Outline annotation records
▬▬▬

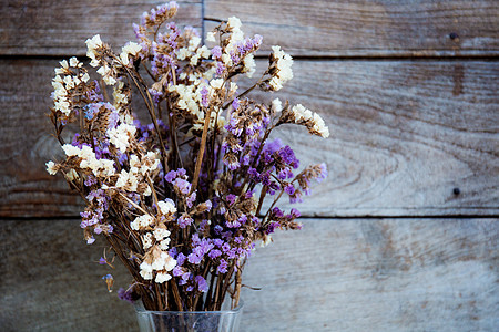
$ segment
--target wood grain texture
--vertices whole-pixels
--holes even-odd
[[[235,15],[294,55],[498,55],[493,0],[206,0],[205,25]]]
[[[43,116],[55,65],[0,62],[1,216],[81,210],[62,178],[44,170],[61,153]],[[322,139],[285,126],[277,135],[302,165],[329,168],[298,208],[307,216],[497,215],[498,72],[498,62],[295,62],[295,79],[271,97],[317,111],[332,132]]]
[[[497,219],[304,219],[246,267],[242,331],[493,331]],[[0,222],[2,331],[136,331],[78,221]],[[115,289],[129,278],[116,263]]]
[[[84,0],[0,2],[0,54],[84,55],[84,41],[100,33],[113,48],[134,41],[132,23],[165,1]],[[179,0],[175,21],[202,27],[201,0]]]

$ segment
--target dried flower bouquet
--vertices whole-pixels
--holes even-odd
[[[170,2],[134,24],[139,43],[115,53],[100,35],[86,40],[92,81],[77,58],[62,61],[52,85],[50,118],[65,158],[47,163],[85,201],[81,228],[88,243],[102,235],[133,277],[120,297],[140,297],[149,310],[220,310],[228,293],[237,305],[242,271],[256,241],[276,228],[298,229],[296,209],[276,207],[309,194],[324,164],[298,174],[298,159],[271,132],[284,124],[327,137],[319,115],[302,105],[246,97],[278,91],[293,77],[292,58],[273,46],[269,65],[244,92],[236,79],[255,72],[262,37],[244,38],[230,18],[207,33],[166,22]],[[112,93],[111,93],[112,91]],[[132,96],[133,91],[133,96]],[[141,124],[132,97],[147,111]],[[62,132],[74,129],[71,143]],[[272,199],[263,210],[265,198]],[[111,264],[101,258],[102,264]],[[112,276],[104,277],[111,290]]]

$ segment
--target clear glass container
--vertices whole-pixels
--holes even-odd
[[[243,301],[233,310],[221,311],[149,311],[135,303],[141,332],[237,332]]]

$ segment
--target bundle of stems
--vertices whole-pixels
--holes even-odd
[[[130,271],[120,297],[141,298],[147,310],[213,311],[226,299],[238,304],[255,242],[268,243],[276,228],[301,228],[299,212],[277,208],[279,198],[301,201],[310,180],[327,175],[324,164],[295,175],[298,159],[272,131],[297,124],[327,137],[328,129],[299,104],[247,97],[293,76],[288,54],[274,46],[267,70],[240,91],[237,77],[253,75],[262,38],[244,39],[231,18],[208,33],[208,49],[194,29],[165,23],[176,10],[170,2],[144,13],[134,24],[140,43],[120,54],[100,35],[89,39],[99,80],[75,58],[55,69],[49,116],[65,158],[47,166],[85,201],[86,242],[102,235]],[[150,124],[138,120],[132,97]],[[75,132],[71,143],[64,129]],[[100,262],[112,267],[105,255]],[[104,280],[111,290],[112,276]]]

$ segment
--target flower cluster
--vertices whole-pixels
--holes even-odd
[[[195,29],[167,22],[177,9],[172,1],[145,12],[133,25],[138,42],[120,53],[99,34],[88,39],[96,80],[75,58],[60,62],[50,118],[65,156],[47,169],[84,199],[86,242],[103,236],[131,272],[120,298],[140,297],[150,310],[220,310],[227,294],[237,303],[256,243],[301,228],[296,208],[276,207],[282,196],[302,201],[327,176],[325,164],[298,170],[293,149],[271,133],[288,124],[322,137],[329,131],[301,104],[247,96],[281,90],[293,77],[289,54],[273,46],[267,70],[241,91],[236,77],[254,75],[263,38],[244,37],[233,17],[203,45]],[[70,143],[64,129],[77,133]],[[112,276],[103,279],[111,291]]]

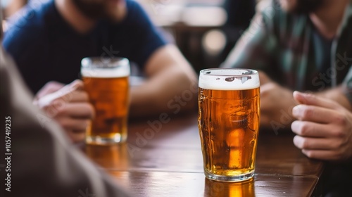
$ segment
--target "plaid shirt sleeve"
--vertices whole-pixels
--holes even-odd
[[[347,75],[342,84],[344,94],[352,104],[352,67],[350,68]]]
[[[260,11],[257,11],[249,27],[221,65],[222,68],[250,68],[260,70],[269,75],[275,75],[274,54],[277,39],[273,33],[274,6],[272,3],[265,6],[258,4],[257,8]]]

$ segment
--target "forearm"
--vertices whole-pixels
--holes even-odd
[[[162,113],[177,114],[194,109],[197,83],[191,73],[170,66],[144,84],[131,89],[130,116],[158,115]]]

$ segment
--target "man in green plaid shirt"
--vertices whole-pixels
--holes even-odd
[[[291,126],[307,156],[351,164],[351,65],[352,1],[262,0],[222,67],[260,70],[262,127]]]

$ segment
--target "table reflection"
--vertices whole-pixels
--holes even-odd
[[[205,179],[204,196],[256,196],[253,179],[246,182],[235,183]]]
[[[110,146],[87,145],[87,155],[104,168],[127,170],[130,165],[130,155],[127,144]]]

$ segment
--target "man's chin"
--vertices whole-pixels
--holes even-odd
[[[112,22],[120,22],[122,20],[127,14],[126,4],[124,1],[118,0],[118,6],[109,8],[109,19]]]

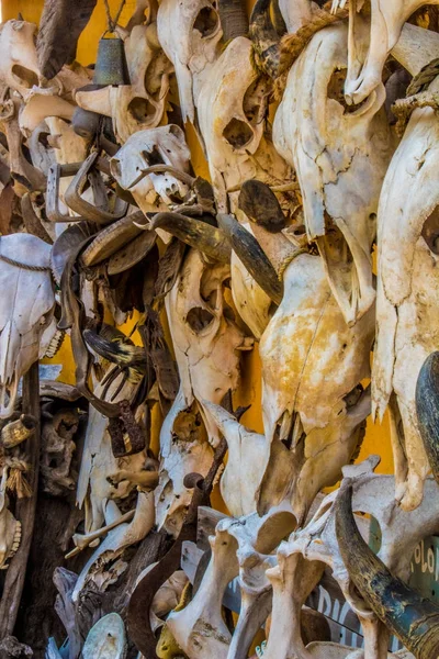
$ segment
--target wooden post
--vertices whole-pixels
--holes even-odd
[[[36,361],[23,377],[23,413],[36,418],[35,434],[26,442],[25,460],[31,465],[26,474],[32,488],[32,495],[19,499],[15,505],[15,518],[22,524],[22,536],[19,550],[10,561],[4,580],[3,594],[0,601],[0,640],[13,633],[20,601],[26,576],[27,558],[34,530],[36,500],[38,496],[40,468],[40,376]]]

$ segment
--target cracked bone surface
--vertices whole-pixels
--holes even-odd
[[[0,418],[8,418],[20,378],[44,357],[56,332],[50,246],[29,234],[1,236],[0,287]]]
[[[271,552],[294,526],[289,513],[258,514],[218,522],[210,537],[212,557],[192,601],[173,612],[167,625],[191,659],[234,659],[248,656],[258,628],[270,613],[271,588],[266,570],[275,565]],[[224,591],[238,577],[241,610],[232,637],[222,617]]]
[[[267,455],[258,510],[290,501],[302,524],[317,492],[335,484],[363,436],[374,310],[349,327],[319,256],[286,267],[284,295],[260,342]],[[323,395],[324,394],[324,395]]]
[[[218,212],[227,212],[227,190],[257,178],[270,185],[293,171],[267,134],[268,80],[257,74],[251,42],[233,40],[213,66],[198,99],[200,130]],[[236,193],[230,196],[232,210]]]
[[[164,0],[157,13],[158,40],[176,71],[183,123],[195,124],[203,82],[221,54],[219,15],[209,0]]]
[[[346,107],[347,46],[345,24],[311,40],[290,70],[273,141],[295,167],[308,241],[317,242],[333,293],[354,324],[375,299],[371,247],[393,141],[380,111],[383,88],[354,112]]]
[[[438,89],[437,79],[430,91]],[[390,165],[378,214],[376,346],[372,412],[389,409],[395,496],[419,505],[429,471],[419,434],[415,389],[420,368],[439,345],[439,121],[416,109]]]
[[[20,547],[21,523],[8,509],[7,494],[8,467],[3,467],[0,482],[0,570],[8,568],[8,560]]]
[[[160,431],[157,522],[172,535],[191,500],[184,476],[191,471],[205,476],[213,458],[211,445],[219,440],[203,401],[219,404],[236,389],[240,350],[250,347],[225,298],[229,277],[227,265],[206,265],[191,248],[165,301],[180,389]]]
[[[161,49],[157,23],[135,25],[124,38],[131,85],[79,90],[75,100],[80,108],[111,116],[119,142],[146,129],[155,129],[164,118],[168,102],[172,65]]]
[[[333,1],[334,9],[345,4],[346,0]],[[357,27],[358,22],[361,20],[359,5],[357,0],[350,2],[349,68],[346,80],[348,102],[361,103],[382,85],[385,60],[392,48],[397,44],[405,21],[424,4],[423,0],[371,0],[370,34],[364,47],[364,44],[357,42]],[[428,4],[439,4],[439,0],[431,0]],[[419,48],[419,46],[421,47],[421,41],[414,49]]]
[[[416,546],[426,535],[438,532],[434,502],[438,500],[439,488],[432,479],[428,479],[428,503],[426,501],[417,511],[407,513],[394,500],[394,477],[373,473],[379,461],[378,456],[370,456],[360,465],[345,467],[344,476],[352,484],[353,511],[373,515],[380,525],[382,541],[378,556],[394,574],[406,581]],[[280,545],[279,567],[268,571],[273,584],[272,623],[264,652],[268,659],[286,659],[292,651],[297,659],[326,658],[324,652],[315,654],[317,648],[305,648],[300,636],[300,610],[319,579],[318,566],[322,573],[324,565],[330,567],[333,577],[362,624],[364,654],[352,649],[352,654],[347,656],[351,659],[387,657],[389,632],[352,587],[341,558],[335,528],[339,493],[340,489],[327,495],[307,525],[293,532],[289,540]],[[334,652],[334,657],[344,656],[336,650]]]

▬▬▬

Report every line of the entries above that contains the string "shirt", copying each one in full.

--target "plaid shirt sleeve"
--target "man in green plaid shirt"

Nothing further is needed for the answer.